Material provided -
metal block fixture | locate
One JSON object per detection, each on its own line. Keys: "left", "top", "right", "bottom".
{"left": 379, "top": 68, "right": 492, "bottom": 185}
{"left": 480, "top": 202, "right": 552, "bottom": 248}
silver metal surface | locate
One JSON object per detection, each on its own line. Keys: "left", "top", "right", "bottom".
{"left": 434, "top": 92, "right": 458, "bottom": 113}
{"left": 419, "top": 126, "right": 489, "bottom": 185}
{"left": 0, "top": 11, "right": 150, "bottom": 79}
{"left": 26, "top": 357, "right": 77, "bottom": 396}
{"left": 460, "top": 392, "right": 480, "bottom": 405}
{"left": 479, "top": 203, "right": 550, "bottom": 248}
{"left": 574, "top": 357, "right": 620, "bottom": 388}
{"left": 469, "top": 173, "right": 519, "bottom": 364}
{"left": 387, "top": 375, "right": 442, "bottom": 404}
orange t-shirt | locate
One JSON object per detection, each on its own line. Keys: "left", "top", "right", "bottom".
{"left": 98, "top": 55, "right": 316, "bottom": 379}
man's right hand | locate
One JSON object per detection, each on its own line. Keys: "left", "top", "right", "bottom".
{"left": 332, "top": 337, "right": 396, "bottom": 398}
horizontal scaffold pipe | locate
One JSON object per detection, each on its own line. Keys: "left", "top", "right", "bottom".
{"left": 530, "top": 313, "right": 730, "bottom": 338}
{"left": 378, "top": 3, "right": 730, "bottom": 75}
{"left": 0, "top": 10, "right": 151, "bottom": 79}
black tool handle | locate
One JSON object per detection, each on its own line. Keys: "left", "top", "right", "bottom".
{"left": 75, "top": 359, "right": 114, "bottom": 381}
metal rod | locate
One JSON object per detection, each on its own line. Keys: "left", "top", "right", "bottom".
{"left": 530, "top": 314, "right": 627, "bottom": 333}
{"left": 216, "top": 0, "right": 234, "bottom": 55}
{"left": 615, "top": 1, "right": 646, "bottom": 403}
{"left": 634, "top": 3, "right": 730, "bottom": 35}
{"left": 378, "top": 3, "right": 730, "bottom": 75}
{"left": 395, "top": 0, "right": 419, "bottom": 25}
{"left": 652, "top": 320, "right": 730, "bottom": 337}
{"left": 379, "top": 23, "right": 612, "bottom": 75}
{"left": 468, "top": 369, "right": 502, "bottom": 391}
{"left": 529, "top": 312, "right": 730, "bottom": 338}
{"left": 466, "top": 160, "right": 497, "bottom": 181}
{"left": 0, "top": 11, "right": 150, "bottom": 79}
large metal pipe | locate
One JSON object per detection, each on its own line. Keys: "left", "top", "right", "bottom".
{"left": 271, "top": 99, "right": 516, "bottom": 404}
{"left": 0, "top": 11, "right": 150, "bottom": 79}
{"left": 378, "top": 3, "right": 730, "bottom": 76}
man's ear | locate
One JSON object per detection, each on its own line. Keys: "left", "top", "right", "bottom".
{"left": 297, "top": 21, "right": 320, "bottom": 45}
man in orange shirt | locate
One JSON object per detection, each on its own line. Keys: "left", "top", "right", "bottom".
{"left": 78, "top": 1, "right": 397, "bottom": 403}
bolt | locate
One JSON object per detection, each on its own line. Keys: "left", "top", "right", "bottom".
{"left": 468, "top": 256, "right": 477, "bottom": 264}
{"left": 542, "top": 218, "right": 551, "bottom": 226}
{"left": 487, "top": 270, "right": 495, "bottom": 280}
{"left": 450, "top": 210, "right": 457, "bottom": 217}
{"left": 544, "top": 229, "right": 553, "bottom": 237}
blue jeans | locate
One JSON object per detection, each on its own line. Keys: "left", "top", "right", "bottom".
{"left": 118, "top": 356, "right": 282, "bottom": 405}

Instructions for the task - Every line of data must be returned unchanged.

Problem solution -
metal block fixture | locate
One JSON object per detection, each on its own line. Keys: "left", "top", "right", "bottom".
{"left": 379, "top": 68, "right": 492, "bottom": 185}
{"left": 480, "top": 202, "right": 552, "bottom": 248}
silver metal surface | locate
One JSON object per detection, each on its own line. Keys: "left", "top", "right", "bottom".
{"left": 434, "top": 92, "right": 458, "bottom": 113}
{"left": 419, "top": 126, "right": 489, "bottom": 185}
{"left": 0, "top": 11, "right": 150, "bottom": 79}
{"left": 26, "top": 357, "right": 77, "bottom": 396}
{"left": 460, "top": 392, "right": 480, "bottom": 405}
{"left": 479, "top": 203, "right": 550, "bottom": 248}
{"left": 574, "top": 357, "right": 620, "bottom": 388}
{"left": 469, "top": 173, "right": 519, "bottom": 364}
{"left": 387, "top": 375, "right": 442, "bottom": 404}
orange t-shirt | locate
One JSON object per detection, each on its own line. Keys: "left", "top", "right", "bottom".
{"left": 98, "top": 55, "right": 316, "bottom": 379}
man's right hand | locate
One JSON object per detection, each on its own line. Keys: "left", "top", "right", "bottom".
{"left": 332, "top": 337, "right": 396, "bottom": 398}
horizontal scaffold pipe | locate
One JSON object per detection, each on its own line. Keys: "left", "top", "right", "bottom".
{"left": 530, "top": 313, "right": 730, "bottom": 338}
{"left": 378, "top": 3, "right": 730, "bottom": 75}
{"left": 0, "top": 10, "right": 151, "bottom": 79}
black tool handle | locate
One JSON object per detection, each on its own line. Keys: "left", "top", "right", "bottom".
{"left": 75, "top": 359, "right": 114, "bottom": 381}
metal rod | locate
One JSON object per detection, each on its own line. Keys: "left", "top", "right", "bottom".
{"left": 530, "top": 314, "right": 627, "bottom": 333}
{"left": 216, "top": 0, "right": 234, "bottom": 55}
{"left": 615, "top": 1, "right": 646, "bottom": 403}
{"left": 634, "top": 3, "right": 730, "bottom": 35}
{"left": 378, "top": 3, "right": 730, "bottom": 75}
{"left": 395, "top": 0, "right": 419, "bottom": 25}
{"left": 652, "top": 320, "right": 730, "bottom": 337}
{"left": 379, "top": 23, "right": 612, "bottom": 75}
{"left": 468, "top": 369, "right": 502, "bottom": 391}
{"left": 529, "top": 312, "right": 730, "bottom": 338}
{"left": 466, "top": 160, "right": 497, "bottom": 181}
{"left": 0, "top": 11, "right": 150, "bottom": 79}
large metal pipe | locate
One JSON object per detection, each on its own line. Keys: "left", "top", "right", "bottom".
{"left": 271, "top": 99, "right": 516, "bottom": 404}
{"left": 0, "top": 11, "right": 150, "bottom": 79}
{"left": 378, "top": 3, "right": 730, "bottom": 76}
man's ear | locate
One JSON object per detection, each on its own line. Keys: "left", "top", "right", "bottom".
{"left": 297, "top": 21, "right": 320, "bottom": 45}
man in orange shirt | locate
One JSON object per detection, each on its own line. Keys: "left", "top", "right", "bottom".
{"left": 78, "top": 1, "right": 397, "bottom": 403}
bolt | locate
One JSON object per detection, each on its own line. Keys: "left", "top", "right", "bottom".
{"left": 468, "top": 256, "right": 477, "bottom": 264}
{"left": 542, "top": 218, "right": 551, "bottom": 226}
{"left": 487, "top": 270, "right": 495, "bottom": 280}
{"left": 450, "top": 210, "right": 457, "bottom": 217}
{"left": 544, "top": 229, "right": 553, "bottom": 237}
blue jeans | locate
One JSON object per detection, each on its own line. Keys: "left", "top", "right", "bottom".
{"left": 118, "top": 356, "right": 282, "bottom": 405}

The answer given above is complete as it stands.